Исходный отрывок:
════════════════════
Здесь-то и становится видно, как далеко опыт абсурда отстоит от самоубийства. Можно подумать, что самоубийство следует за бунтом. Но это ошибка. Потому что самоубийство вовсе не является логическим следствием бунта. Оно как раз противоположно бунту, поскольку предполагает согласие. Самоубийство, как и прыжок, — это полнейшее приятие сущего. Все исчерпано до конца, человек возвращается к сути своей судьбы. Он прозревает свое будущее, свое единственное и трагическое будущее, — и устремляется ему навстречу. На свой лад самоубийство служит абсурду разрешением. Оно увлекает абсурд к той же смерти. Но я знаю, что абсурд, дабы сохранить себя, не может себе позволить разрешения. Он избегает самоубийства в той мере, в какой он одновременно и осознание смерти, и ее неприятие. Он выглядит тем самым шнурком от ботинка, который приговоренный к смерти вопреки всему вдруг замечает в нескольких метрах от себя на исходе своей самой последней мысли, перед своим головокружительным падением. Прямая противоположность самоубийцы — это как раз приговоренный к смерти.

Такой бунт придает жизни ценность. Когда он распространяется на чью-то жизнь целиком, он возвращает ей величие. Для человека без шор нет зрелища прекраснее, чем разум в схватке с превосходящей его действительностью. Зрелище человеческой гордости ни с чем не сравнимо. Тщетны попытки ее умалить. Дисциплина, которую дух предписывает себе, всецело им самим выкованная воля, поединок лицом к лицу — во всем этом есть мощь и самобытность. Обеднить действительность, которая своим бесчеловечием питает величие человека, — значит обеднить самого человека. И я понимаю, почему учения, берущиеся объяснить мне все на свете, тем самым меня ослабляют. Они облегчают груз моей жизни, тогда как необходимо, чтобы я сам его нес. Но в таком случае я никак не могу допустить, чтобы скептическая метафизика соединилась с моралью отречения.
════════════════════
Данные набора:
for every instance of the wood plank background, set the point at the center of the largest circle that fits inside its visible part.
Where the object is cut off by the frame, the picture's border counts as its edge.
════════════════════
Задание:
Перепишите дословно из отрывка об абсурде и самоубийстве весь текст от слов «Такой бунт придает» и вниз до слов «с моралью отречения.».

Решение задания:
Такой бунт придает жизни ценность. Когда он распространяется на чью-то жизнь целиком, он возвращает ей величие. Для человека без шор нет зрелища прекраснее, чем разум в схватке с превосходящей его действительностью. Зрелище человеческой гордости ни с чем не сравнимо. Тщетны попытки ее умалить. Дисциплина, которую дух предписывает себе, всецело им самим выкованная воля, поединок лицом к лицу — во всем этом есть мощь и самобытность. Обеднить действительность, которая своим бесчеловечием питает величие человека, — значит обеднить самого человека. И я понимаю, почему учения, берущиеся объяснить мне все на свете, тем самым меня ослабляют. Они облегчают груз моей жизни, тогда как необходимо, чтобы я сам его нес. Но в таком случае я никак не могу допустить, чтобы скептическая метафизика соединилась с моралью отречения.